**REQUISITOS DEL EJERCICIO**
1. En el texto del ejercicio, ¿en qué fecha habría nacido el hombre si su nombre se lo hubiera dado el santoral del día?
2. Por favor, resume en menos palabras el párrafo del texto del ejercicio que comienza con «Puede que fuera el hombre de la foto» y conserva sus datos principales.
3. Prosigue el texto del ejercicio a partir de su última frase.
---------- TEXTO DEL EJERCICIO
Puede que fuera el hombre de la foto. Puede, es lo más probable, que no lo fuera. De todos modos, habría de parecerse: mismo oficio, una época aproximada. El hombre del que hablo, como el que se retrata aquí en plena faena de recoger sus herramientas, era hojalatero, una profesión, como él mismo, condenada a desaparecer en el tiempo. Probablemente, y sólo probablemente, aprendiera tales artes ya de niño, en un pueblo perdido de la Villaviciosa de la segunda mitad del siglo XIX, explotado como aprendiz por un viejo maestro. Esto indica, podría ser, que sus padres quizás no fueran del todo pobres, humildísimos jornaleros cuyos hijos por fuerza habrían de estar abocados irremediablemente al trabajo del campo. O tal vez lo fueran, pero demostrasen una inusual imaginación en lo de adjudicar tareas a sus niños. De que la tenían, eso seguro, es prueba más que palpable el extraño y aristocrático nombre que le pusieron a este hijo. O no. Puede que la imaginación la tuviera el cura de la parroquia cuyo nombre tampoco conocemos; o puede también que no la tuvieran ni los unos ni el otro y quien hablase fuera el santoral del día. En este caso, habría nacido nuestro hombre un 13 de marzo. Quién sabe.
--------------------
---------- ENTRADAS PROPORCIONADAS
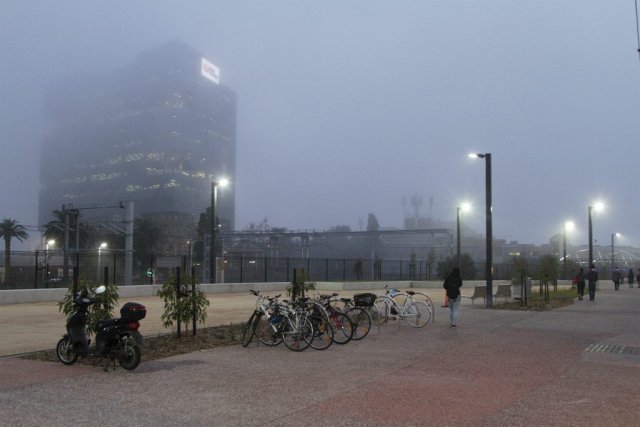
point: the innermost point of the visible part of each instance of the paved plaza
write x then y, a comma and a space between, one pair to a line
578, 365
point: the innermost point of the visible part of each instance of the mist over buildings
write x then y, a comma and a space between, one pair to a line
346, 109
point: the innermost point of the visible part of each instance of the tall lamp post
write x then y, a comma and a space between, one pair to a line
596, 207
48, 243
213, 223
460, 209
102, 246
568, 226
613, 235
489, 226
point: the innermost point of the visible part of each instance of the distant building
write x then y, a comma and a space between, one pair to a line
156, 132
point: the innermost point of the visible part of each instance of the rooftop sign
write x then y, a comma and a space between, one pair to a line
210, 71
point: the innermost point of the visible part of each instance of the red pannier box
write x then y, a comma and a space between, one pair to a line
133, 312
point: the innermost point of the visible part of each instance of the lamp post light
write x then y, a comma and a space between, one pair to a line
597, 206
489, 226
213, 224
613, 235
48, 243
568, 226
460, 209
102, 246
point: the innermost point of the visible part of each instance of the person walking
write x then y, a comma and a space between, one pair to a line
592, 278
616, 276
452, 285
580, 282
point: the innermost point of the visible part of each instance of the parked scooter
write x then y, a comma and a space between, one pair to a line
116, 339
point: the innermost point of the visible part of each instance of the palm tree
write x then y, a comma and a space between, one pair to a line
10, 228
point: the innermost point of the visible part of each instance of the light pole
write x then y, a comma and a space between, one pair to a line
613, 235
568, 226
596, 207
489, 226
459, 210
46, 261
102, 246
213, 224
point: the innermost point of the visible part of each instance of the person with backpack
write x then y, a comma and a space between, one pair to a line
452, 285
592, 278
616, 276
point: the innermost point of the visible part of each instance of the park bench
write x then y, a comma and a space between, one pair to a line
479, 292
504, 291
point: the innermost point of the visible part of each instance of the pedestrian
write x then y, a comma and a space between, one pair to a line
452, 285
616, 276
579, 278
592, 277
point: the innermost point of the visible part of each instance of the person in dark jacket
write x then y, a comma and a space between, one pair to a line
452, 285
592, 278
616, 276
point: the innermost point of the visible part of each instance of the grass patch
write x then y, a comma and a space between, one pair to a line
537, 302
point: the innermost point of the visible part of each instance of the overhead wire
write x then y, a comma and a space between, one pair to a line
637, 29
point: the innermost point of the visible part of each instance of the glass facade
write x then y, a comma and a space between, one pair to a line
156, 132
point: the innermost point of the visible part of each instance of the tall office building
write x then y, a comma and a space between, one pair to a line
156, 132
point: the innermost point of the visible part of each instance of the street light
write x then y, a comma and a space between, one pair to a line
489, 226
613, 235
46, 260
463, 208
102, 246
596, 206
213, 227
568, 226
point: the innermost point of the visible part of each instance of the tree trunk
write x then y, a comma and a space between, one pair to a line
7, 259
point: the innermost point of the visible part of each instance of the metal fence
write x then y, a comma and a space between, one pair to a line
43, 269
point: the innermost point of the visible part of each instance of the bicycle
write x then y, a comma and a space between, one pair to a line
275, 322
342, 325
263, 305
358, 310
416, 313
323, 334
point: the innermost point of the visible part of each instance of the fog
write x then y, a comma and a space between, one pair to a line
346, 107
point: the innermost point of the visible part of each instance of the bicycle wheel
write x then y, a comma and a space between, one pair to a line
250, 329
297, 333
361, 321
268, 333
342, 327
322, 333
380, 311
418, 314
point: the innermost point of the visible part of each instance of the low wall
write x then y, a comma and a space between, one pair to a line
21, 296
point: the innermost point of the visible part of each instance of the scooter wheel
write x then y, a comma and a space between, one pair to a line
--------------------
**RESPUESTAS DEL EJERCICIO**
1. Un 13 de marzo.

2. Quizá el hombre de la foto no sea el del relato, aunque se parecerían: tienen el mismo oficio y una época aproximada. Era hojalatero, una profesión condenada a desaparecer. Probablemente aprendió el oficio de niño, explotado como aprendiz por un viejo maestro en un pueblo perdido de Villaviciosa, en la segunda mitad del siglo XIX. Eso indicaría que sus padres tal vez no eran humildísimos jornaleros. También podrían haberlo sido, pero con una inusual imaginación para asignar tareas a sus hijos, como parecería probar el extraño y aristocrático nombre que le dieron. Aunque ese nombre pudo elegirlo el cura de la parroquia o salir del santoral del día, y en ese caso habría nacido un 13 de marzo.

3.
Y ya está. No hay más. Que su hijo, Emilio, se casó con una moza de Luces en 1903. Que Generosa y él constaban como padres, claro, y siempre sin el segundo apellido, porque con lo singular de sus nombres y apellidos ya bastaba. Y a partir de entonces, el recuerdo del hojalatero se difumina. No hay más. No hay anécdotas, ni imágenes, ni historias más allá de lo que está sobre el papel. No hay alma. Damnatio memoriae.
Se llamaba, eso sí es seguro, Salomón Margolles, y era mi tatara-tatarabuelo. Puede que ya sea mucha información para un tatara-tatarabuelo que se queda demasiado atrás en el tiempo. Pero también puede que no lo sea. A fin de cuentas, todos llegaremos a serlo en algún momento, y no por eso tiene derecho el tiempo a hacer desaparecer nuestra memoria. Ni la nuestra, por tanto, ni la del hojalatero de Colunga.